WHAT IS REQUIRED =>
Set down all of the entries precisely as they were written.

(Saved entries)
########

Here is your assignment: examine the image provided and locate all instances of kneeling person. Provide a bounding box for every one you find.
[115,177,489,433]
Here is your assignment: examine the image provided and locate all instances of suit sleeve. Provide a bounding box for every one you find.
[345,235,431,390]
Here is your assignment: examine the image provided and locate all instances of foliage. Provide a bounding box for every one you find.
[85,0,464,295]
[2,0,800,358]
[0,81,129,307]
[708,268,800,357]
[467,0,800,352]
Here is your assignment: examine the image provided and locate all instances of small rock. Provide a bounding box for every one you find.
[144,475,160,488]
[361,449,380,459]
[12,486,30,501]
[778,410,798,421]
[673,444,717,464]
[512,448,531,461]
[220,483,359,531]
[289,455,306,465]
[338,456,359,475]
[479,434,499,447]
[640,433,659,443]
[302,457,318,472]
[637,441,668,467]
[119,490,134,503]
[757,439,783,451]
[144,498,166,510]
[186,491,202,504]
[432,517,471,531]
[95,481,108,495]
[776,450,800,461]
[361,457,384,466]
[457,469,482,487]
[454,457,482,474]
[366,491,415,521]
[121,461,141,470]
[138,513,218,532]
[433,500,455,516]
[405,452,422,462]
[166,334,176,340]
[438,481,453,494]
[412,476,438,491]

########

EXERCISE RESULT =>
Here is your assignment: examine the image provided and locate all instances of kneeling person. Provide a bounding box for every one you find.
[115,177,489,433]
Here is your assignment: examine the image provided and locate all instances of suit sleeve. Provide a bounding box for every one you find.
[345,235,431,390]
Here is your assignment: examine the image provided and locate all instances of foliage. Provide a bounding box for every one you find.
[85,0,464,295]
[2,0,800,358]
[0,81,129,307]
[708,268,800,357]
[467,0,800,352]
Here is your assignment: examine the image provided and locate all instances of small rock. Provide a bounding box for every one you find.
[144,475,160,488]
[361,449,380,459]
[12,486,30,501]
[778,410,798,421]
[673,444,717,464]
[512,448,531,461]
[220,483,359,531]
[289,455,306,465]
[338,456,359,475]
[479,434,499,447]
[640,433,659,443]
[302,457,318,472]
[637,441,668,467]
[119,490,134,503]
[757,439,783,451]
[144,498,166,510]
[186,491,202,504]
[432,517,471,531]
[95,481,108,495]
[776,450,800,461]
[361,457,384,466]
[457,469,482,487]
[454,457,482,474]
[366,491,415,521]
[121,461,141,470]
[138,513,218,532]
[433,500,455,516]
[405,452,422,462]
[166,334,176,340]
[438,481,453,494]
[412,476,438,491]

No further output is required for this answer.